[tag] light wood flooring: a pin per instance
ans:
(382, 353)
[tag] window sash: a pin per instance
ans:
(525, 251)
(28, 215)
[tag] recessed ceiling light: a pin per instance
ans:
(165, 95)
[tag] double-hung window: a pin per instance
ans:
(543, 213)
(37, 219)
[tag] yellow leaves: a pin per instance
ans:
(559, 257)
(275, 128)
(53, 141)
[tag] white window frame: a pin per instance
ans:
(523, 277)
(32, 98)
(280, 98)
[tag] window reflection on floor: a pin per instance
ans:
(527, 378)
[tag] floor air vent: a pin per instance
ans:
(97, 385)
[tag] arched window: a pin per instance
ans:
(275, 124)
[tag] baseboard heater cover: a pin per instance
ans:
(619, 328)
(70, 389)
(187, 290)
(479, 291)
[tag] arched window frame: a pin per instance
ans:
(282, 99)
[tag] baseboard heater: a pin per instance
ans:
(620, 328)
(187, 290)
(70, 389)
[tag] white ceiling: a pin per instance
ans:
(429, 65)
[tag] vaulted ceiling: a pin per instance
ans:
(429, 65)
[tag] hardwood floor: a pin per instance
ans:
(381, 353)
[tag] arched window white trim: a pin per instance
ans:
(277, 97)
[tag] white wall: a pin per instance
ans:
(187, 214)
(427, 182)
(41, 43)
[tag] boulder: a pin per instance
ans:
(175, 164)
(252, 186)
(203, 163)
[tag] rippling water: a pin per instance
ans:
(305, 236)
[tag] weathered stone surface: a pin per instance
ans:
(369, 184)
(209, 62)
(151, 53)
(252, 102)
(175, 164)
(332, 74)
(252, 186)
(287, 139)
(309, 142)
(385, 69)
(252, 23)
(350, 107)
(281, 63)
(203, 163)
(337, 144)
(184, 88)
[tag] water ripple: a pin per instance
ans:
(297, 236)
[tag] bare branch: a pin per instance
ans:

──────────

> _REQUIREMENTS_
Can you print all of the records above once more, line for line and without changing anything?

> _RESULT BELOW_
[tag] light wood flooring: a pin per instance
ans:
(382, 353)
[tag] window sash: a pin per instance
ans:
(525, 251)
(28, 215)
[tag] recessed ceiling light: a pin per instance
ans:
(165, 95)
[tag] double-hung window: a pin per instance
ans:
(543, 213)
(37, 219)
[tag] yellow leaves: a pin per instance
ans:
(559, 257)
(275, 128)
(53, 141)
[tag] white window frame: a pin per instance
ans:
(523, 277)
(32, 98)
(280, 98)
[tag] window reflection on floor: a pin per instance
ans:
(527, 378)
[tag] floor air vent: a pin per instance
ans:
(97, 385)
[tag] arched window: a pin per instance
ans:
(275, 124)
[tag] baseboard heater cover: a pin per instance
ans:
(619, 328)
(70, 389)
(187, 290)
(479, 291)
[tag] arched window frame: a pin per instance
ans:
(282, 99)
[tag] baseboard heater: a pin per instance
ans:
(620, 328)
(187, 290)
(70, 389)
[tag] white ceiling: a pin per instance
ans:
(429, 65)
[tag] vaulted ceiling: a pin per instance
ans:
(429, 65)
[tag] hardwood floor: a pin per instance
ans:
(381, 353)
[tag] arched window white trim: a pin per instance
ans:
(277, 97)
[tag] white wall: a pin per instance
ans:
(187, 214)
(427, 182)
(41, 43)
[tag] boulder: a pin per instance
ans:
(175, 164)
(252, 186)
(203, 163)
[tag] rippling water: a pin per instance
ans:
(305, 236)
[tag] weathered stone surface: a pin per instance
ans:
(369, 184)
(209, 62)
(151, 53)
(252, 102)
(175, 164)
(332, 74)
(252, 186)
(287, 139)
(309, 142)
(385, 69)
(252, 23)
(350, 107)
(281, 63)
(203, 163)
(337, 144)
(184, 88)
[tag] water ripple: a pin per instance
ans:
(297, 236)
[tag] bare branch: a pin per instance
ans:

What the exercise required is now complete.